* **Material for this exercise**:
:::::

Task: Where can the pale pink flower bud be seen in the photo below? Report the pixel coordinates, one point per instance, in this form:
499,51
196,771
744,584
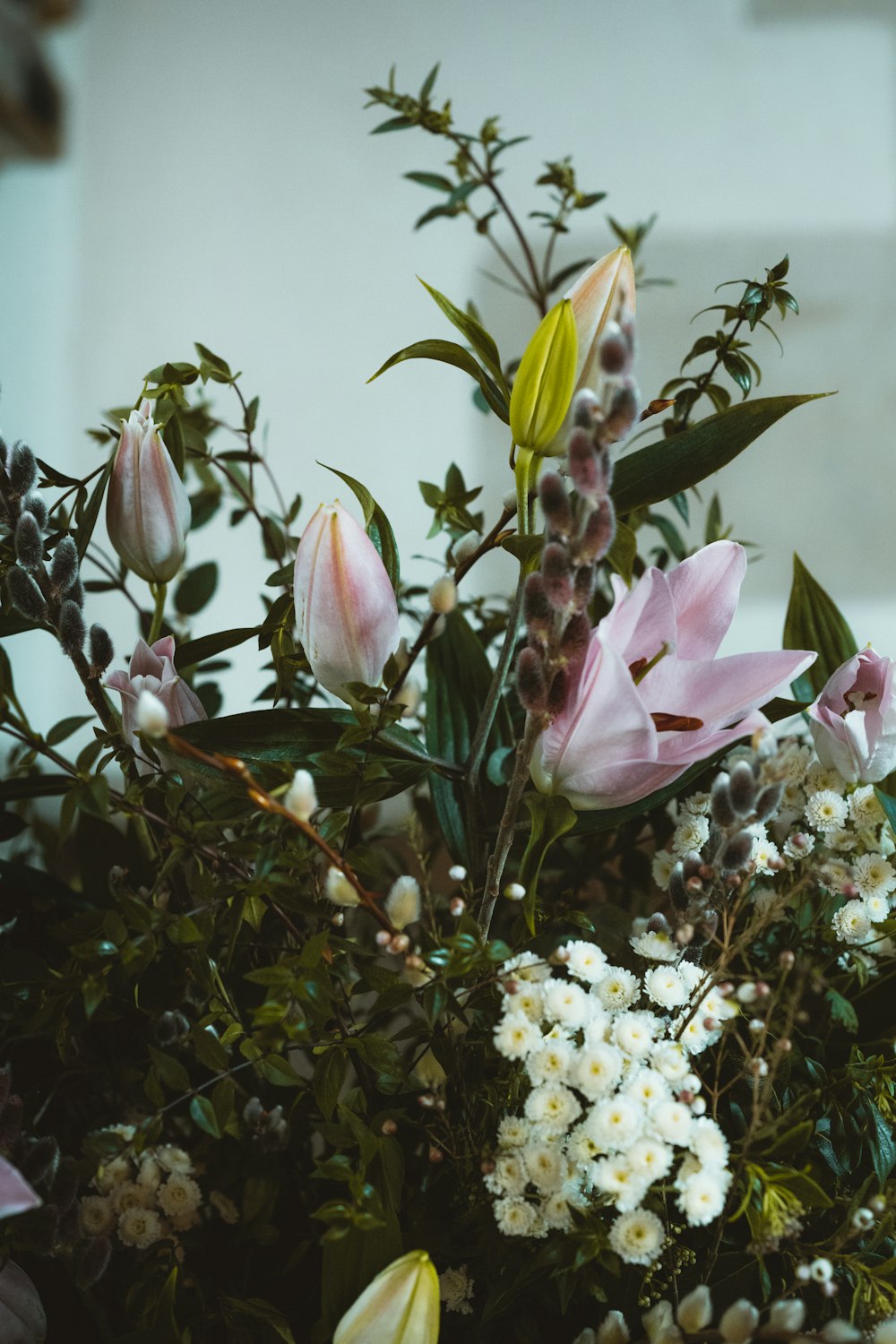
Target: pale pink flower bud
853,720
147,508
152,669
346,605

:::::

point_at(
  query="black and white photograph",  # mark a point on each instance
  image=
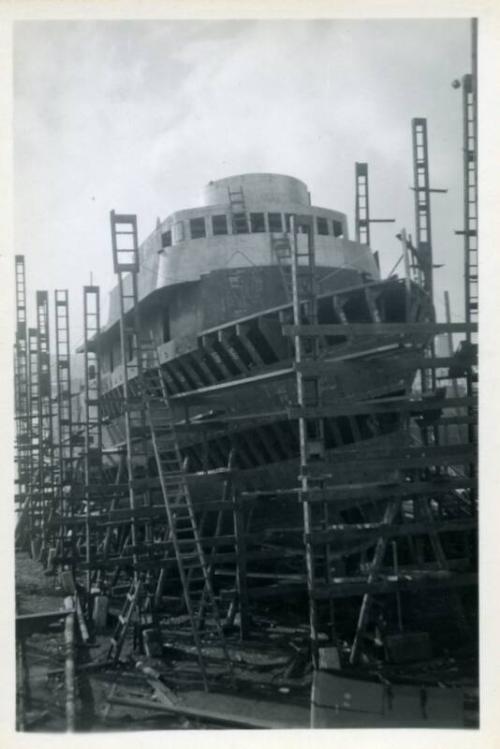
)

:::::

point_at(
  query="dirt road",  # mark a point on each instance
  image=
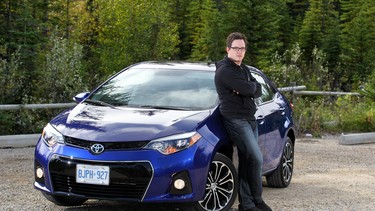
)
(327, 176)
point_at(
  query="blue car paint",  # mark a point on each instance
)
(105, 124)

:::::

Extract each line holding the word "instance" from the records.

* **Response for this exercise**:
Task: Where can the pale pink flower bud be seen in the photo below? Report the pixel coordinates, one point per instance, in this form:
  query="black and white photograph",  # mark a point on each instance
  query="dirt road",  # mark a point on each instance
  query="blue car paint",  # mark a point on each instance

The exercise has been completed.